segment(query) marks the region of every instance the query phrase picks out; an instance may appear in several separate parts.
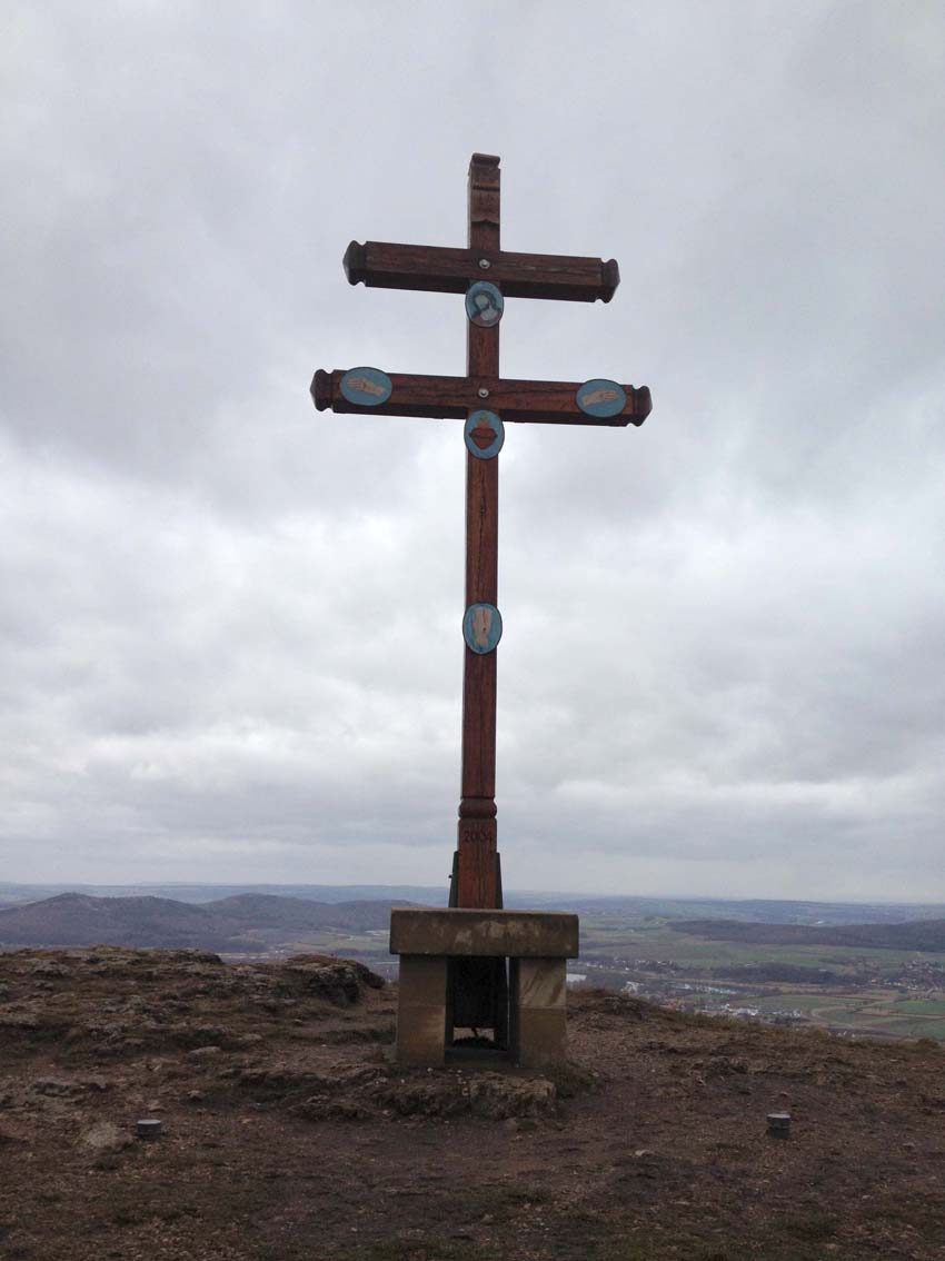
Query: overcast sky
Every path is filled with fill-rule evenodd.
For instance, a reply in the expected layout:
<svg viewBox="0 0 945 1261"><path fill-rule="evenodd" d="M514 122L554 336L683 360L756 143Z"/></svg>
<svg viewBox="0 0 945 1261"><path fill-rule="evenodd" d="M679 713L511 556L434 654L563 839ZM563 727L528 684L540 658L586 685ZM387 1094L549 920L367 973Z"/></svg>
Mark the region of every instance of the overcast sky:
<svg viewBox="0 0 945 1261"><path fill-rule="evenodd" d="M945 900L945 10L8 3L8 880L444 884L460 421L316 367L465 371L461 295L353 238L616 257L510 299L503 376L653 391L509 425L512 888Z"/></svg>

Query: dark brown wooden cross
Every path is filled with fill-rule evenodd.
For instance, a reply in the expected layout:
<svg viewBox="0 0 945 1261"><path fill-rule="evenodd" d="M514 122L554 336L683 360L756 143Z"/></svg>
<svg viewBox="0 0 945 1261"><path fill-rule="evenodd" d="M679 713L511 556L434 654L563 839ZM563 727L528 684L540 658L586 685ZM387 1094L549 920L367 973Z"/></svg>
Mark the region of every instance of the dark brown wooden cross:
<svg viewBox="0 0 945 1261"><path fill-rule="evenodd" d="M353 241L344 256L350 284L466 294L466 376L408 376L319 369L319 411L466 421L466 639L462 680L462 787L451 904L501 905L495 825L495 673L499 459L503 421L641 425L650 391L612 381L504 381L499 322L505 298L609 303L620 284L611 259L509 253L499 245L499 159L474 154L469 168L469 247Z"/></svg>

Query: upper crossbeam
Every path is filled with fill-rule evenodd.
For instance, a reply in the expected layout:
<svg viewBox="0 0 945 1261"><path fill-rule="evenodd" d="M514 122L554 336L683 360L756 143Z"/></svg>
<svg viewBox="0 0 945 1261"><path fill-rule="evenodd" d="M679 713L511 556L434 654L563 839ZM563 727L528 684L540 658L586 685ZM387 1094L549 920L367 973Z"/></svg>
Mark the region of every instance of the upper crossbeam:
<svg viewBox="0 0 945 1261"><path fill-rule="evenodd" d="M352 241L343 262L349 284L374 289L465 294L474 280L489 280L505 298L609 303L620 284L616 259L557 253Z"/></svg>

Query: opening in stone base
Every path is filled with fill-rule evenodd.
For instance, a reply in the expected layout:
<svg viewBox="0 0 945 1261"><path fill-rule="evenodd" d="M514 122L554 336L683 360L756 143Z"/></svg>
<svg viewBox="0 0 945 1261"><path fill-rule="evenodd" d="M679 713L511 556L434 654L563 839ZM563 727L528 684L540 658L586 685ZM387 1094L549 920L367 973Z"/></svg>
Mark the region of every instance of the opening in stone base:
<svg viewBox="0 0 945 1261"><path fill-rule="evenodd" d="M451 958L447 966L446 1049L508 1054L509 965L505 958Z"/></svg>

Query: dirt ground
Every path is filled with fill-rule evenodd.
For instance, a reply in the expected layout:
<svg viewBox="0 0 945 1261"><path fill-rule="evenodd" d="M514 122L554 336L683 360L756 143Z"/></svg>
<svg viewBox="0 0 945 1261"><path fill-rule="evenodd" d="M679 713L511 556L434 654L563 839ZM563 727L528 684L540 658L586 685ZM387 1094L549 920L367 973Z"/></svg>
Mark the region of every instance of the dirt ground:
<svg viewBox="0 0 945 1261"><path fill-rule="evenodd" d="M394 996L318 956L0 955L0 1257L945 1257L936 1043L592 991L567 1072L404 1072Z"/></svg>

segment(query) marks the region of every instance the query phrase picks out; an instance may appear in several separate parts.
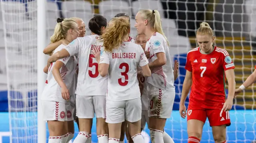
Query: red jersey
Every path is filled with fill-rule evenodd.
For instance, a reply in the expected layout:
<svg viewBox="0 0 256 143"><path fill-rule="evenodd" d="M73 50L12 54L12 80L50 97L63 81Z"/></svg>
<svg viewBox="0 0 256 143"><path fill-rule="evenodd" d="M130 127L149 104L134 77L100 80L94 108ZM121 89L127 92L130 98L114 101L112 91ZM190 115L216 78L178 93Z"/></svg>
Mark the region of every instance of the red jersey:
<svg viewBox="0 0 256 143"><path fill-rule="evenodd" d="M185 69L192 72L189 104L206 109L222 108L226 99L225 71L235 66L226 51L214 46L208 54L199 47L188 53Z"/></svg>

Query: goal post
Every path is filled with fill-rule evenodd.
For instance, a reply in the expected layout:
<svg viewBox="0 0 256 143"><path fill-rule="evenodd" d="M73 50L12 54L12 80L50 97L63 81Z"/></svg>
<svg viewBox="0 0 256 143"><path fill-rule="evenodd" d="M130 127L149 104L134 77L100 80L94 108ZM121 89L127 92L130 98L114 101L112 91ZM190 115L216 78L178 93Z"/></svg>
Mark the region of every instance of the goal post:
<svg viewBox="0 0 256 143"><path fill-rule="evenodd" d="M42 93L44 87L46 74L43 72L47 61L43 53L46 42L46 3L44 0L36 0L37 9L37 143L46 142L46 122L43 120L43 109L41 102Z"/></svg>

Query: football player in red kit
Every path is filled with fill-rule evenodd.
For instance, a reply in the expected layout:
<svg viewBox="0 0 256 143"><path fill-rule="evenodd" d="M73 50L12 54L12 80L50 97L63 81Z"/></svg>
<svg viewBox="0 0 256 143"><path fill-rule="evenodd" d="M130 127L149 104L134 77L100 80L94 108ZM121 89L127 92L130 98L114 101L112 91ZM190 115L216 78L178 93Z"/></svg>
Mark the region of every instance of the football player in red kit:
<svg viewBox="0 0 256 143"><path fill-rule="evenodd" d="M226 50L212 45L214 37L209 24L203 22L200 26L196 33L199 47L187 56L180 113L185 118L184 102L191 88L187 111L188 143L200 142L206 118L215 143L226 143L226 127L230 125L228 111L232 107L236 86L235 67ZM228 83L226 100L225 77Z"/></svg>

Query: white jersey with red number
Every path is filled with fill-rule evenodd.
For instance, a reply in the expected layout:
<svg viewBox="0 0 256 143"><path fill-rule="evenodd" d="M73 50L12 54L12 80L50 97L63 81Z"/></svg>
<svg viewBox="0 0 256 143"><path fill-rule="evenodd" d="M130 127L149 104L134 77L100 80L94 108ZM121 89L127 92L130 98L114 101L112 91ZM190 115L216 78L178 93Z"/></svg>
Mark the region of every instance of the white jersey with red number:
<svg viewBox="0 0 256 143"><path fill-rule="evenodd" d="M129 39L128 40L128 41L127 41L132 42L133 43L135 43L135 41L134 41L134 39L133 38L132 38L132 37L130 36L129 36Z"/></svg>
<svg viewBox="0 0 256 143"><path fill-rule="evenodd" d="M64 45L60 45L55 49L54 53L65 48L65 47L66 46ZM74 56L64 58L58 61L61 61L65 64L60 69L60 72L62 79L68 89L70 90L70 88L73 87L73 82L74 78L75 65ZM41 99L43 100L66 103L66 100L62 98L61 96L61 88L55 80L52 74L52 68L55 64L55 62L51 63L48 68L47 78L42 93Z"/></svg>
<svg viewBox="0 0 256 143"><path fill-rule="evenodd" d="M92 48L98 36L96 35L78 37L65 49L70 56L78 59L78 76L76 94L80 96L106 95L108 76L102 77L98 70L98 64L92 54ZM100 49L102 46L97 45Z"/></svg>
<svg viewBox="0 0 256 143"><path fill-rule="evenodd" d="M124 42L112 52L106 52L103 49L100 55L100 64L109 64L107 99L124 101L140 97L137 66L148 63L141 46Z"/></svg>
<svg viewBox="0 0 256 143"><path fill-rule="evenodd" d="M157 59L157 53L163 52L165 53L166 63L151 70L152 74L148 78L147 82L159 88L175 91L173 70L169 49L166 39L162 35L158 32L155 33L148 40L146 50L150 53L149 63Z"/></svg>
<svg viewBox="0 0 256 143"><path fill-rule="evenodd" d="M143 90L142 95L141 96L141 105L142 110L147 110L148 104L148 91L147 90L147 77L142 76L140 78L140 82L143 84Z"/></svg>

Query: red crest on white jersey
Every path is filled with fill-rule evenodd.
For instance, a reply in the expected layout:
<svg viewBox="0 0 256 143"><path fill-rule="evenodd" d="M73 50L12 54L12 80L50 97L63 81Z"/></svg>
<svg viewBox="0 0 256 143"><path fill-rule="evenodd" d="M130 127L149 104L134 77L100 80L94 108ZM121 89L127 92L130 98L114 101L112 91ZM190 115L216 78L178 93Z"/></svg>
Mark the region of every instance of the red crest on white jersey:
<svg viewBox="0 0 256 143"><path fill-rule="evenodd" d="M214 64L214 63L215 63L216 61L216 58L211 58L211 62L212 62L212 64Z"/></svg>

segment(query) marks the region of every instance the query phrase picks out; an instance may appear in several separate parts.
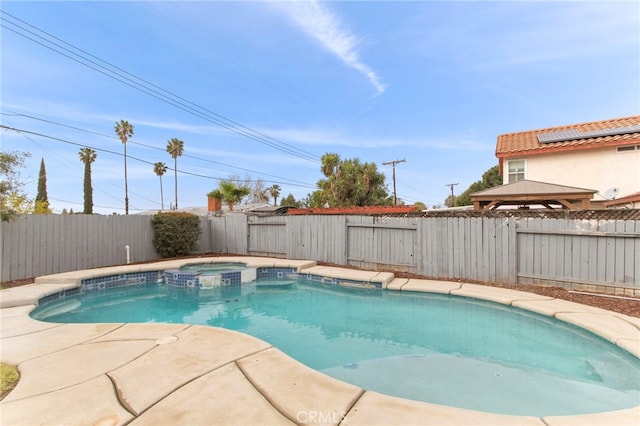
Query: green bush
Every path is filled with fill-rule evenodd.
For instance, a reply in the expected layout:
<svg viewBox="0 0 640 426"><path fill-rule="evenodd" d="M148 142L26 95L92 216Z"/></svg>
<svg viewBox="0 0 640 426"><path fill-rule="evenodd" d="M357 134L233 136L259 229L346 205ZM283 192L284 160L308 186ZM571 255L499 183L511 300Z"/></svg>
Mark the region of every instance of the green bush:
<svg viewBox="0 0 640 426"><path fill-rule="evenodd" d="M184 256L197 248L200 218L191 213L158 213L151 220L153 246L162 257Z"/></svg>

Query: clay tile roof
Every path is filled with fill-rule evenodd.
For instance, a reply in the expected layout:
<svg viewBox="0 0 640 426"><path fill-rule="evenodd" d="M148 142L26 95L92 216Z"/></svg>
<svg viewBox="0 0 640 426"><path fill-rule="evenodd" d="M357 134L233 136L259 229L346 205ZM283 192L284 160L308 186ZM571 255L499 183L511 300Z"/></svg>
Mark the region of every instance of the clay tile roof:
<svg viewBox="0 0 640 426"><path fill-rule="evenodd" d="M311 209L289 209L288 214L398 214L418 211L416 206L364 206L364 207L328 207Z"/></svg>
<svg viewBox="0 0 640 426"><path fill-rule="evenodd" d="M548 152L570 151L574 149L599 148L604 146L623 146L640 143L640 115L610 120L592 121L590 123L570 124L547 129L529 130L526 132L507 133L498 136L496 157L500 160L520 155L534 155ZM599 131L611 130L617 133L609 136L592 136ZM616 132L619 130L619 132ZM580 134L585 134L579 138ZM591 134L590 134L591 133ZM542 143L541 138L566 139L558 142Z"/></svg>

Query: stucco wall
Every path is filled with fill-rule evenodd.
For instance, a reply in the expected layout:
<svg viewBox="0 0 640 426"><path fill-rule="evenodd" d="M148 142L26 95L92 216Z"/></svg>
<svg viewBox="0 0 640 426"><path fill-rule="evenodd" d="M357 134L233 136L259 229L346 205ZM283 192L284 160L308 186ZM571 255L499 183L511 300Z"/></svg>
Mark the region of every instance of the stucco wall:
<svg viewBox="0 0 640 426"><path fill-rule="evenodd" d="M504 173L508 182L506 161ZM629 195L640 191L640 150L606 148L527 157L525 179L595 189L600 192L595 200L604 199L604 193L613 187L620 188L619 196Z"/></svg>

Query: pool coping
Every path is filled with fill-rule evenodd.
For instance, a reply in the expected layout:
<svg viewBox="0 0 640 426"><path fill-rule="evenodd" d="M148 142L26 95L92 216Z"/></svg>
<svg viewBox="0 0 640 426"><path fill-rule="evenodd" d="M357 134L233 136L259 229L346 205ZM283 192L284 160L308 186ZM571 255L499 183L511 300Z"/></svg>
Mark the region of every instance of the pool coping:
<svg viewBox="0 0 640 426"><path fill-rule="evenodd" d="M395 278L315 261L221 256L41 276L0 292L0 360L21 380L1 403L2 424L640 424L640 405L606 413L526 417L406 400L341 382L242 333L175 324L52 324L29 317L37 301L81 280L187 264L242 262L381 282L396 291L488 300L585 328L640 358L640 318L561 299L463 282ZM78 362L81 361L81 364ZM56 368L51 368L56 365ZM74 367L83 365L83 368ZM150 386L151 385L151 386ZM220 387L224 392L220 392Z"/></svg>

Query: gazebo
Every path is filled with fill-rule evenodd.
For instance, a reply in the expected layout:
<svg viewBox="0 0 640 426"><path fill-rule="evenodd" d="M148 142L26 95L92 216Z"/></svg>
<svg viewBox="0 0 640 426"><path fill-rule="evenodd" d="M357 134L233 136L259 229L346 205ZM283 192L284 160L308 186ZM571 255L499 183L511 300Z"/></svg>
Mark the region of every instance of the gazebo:
<svg viewBox="0 0 640 426"><path fill-rule="evenodd" d="M521 180L471 194L474 210L494 210L500 206L532 205L548 209L588 210L595 189L574 188L546 182Z"/></svg>

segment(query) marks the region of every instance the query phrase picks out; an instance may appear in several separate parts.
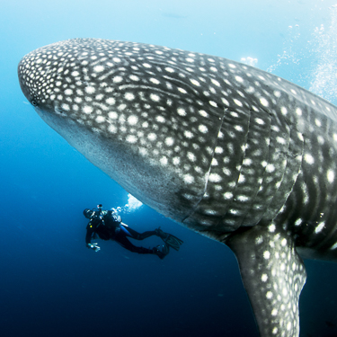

◇ ◇ ◇ ◇

• **Ziel der Aufgabe**:
Kannst du die Zeilen oben unverändert noch einmal aufschreiben, angefangen bei der Zeile mit "Query: pool coping" bis einschließlich der Zeile mit "Mark the region of every instance of the pool"?

• **Die Antwort**:
Query: pool coping
Every path is filled with fill-rule evenodd.
For instance, a reply in the expected layout:
<svg viewBox="0 0 640 426"><path fill-rule="evenodd" d="M148 142L26 95L92 216Z"/></svg>
<svg viewBox="0 0 640 426"><path fill-rule="evenodd" d="M357 134L233 136L259 229L346 205ZM283 192L284 160L308 186ZM571 255L499 183L511 300Z"/></svg>
Mark the region of every instance of the pool coping:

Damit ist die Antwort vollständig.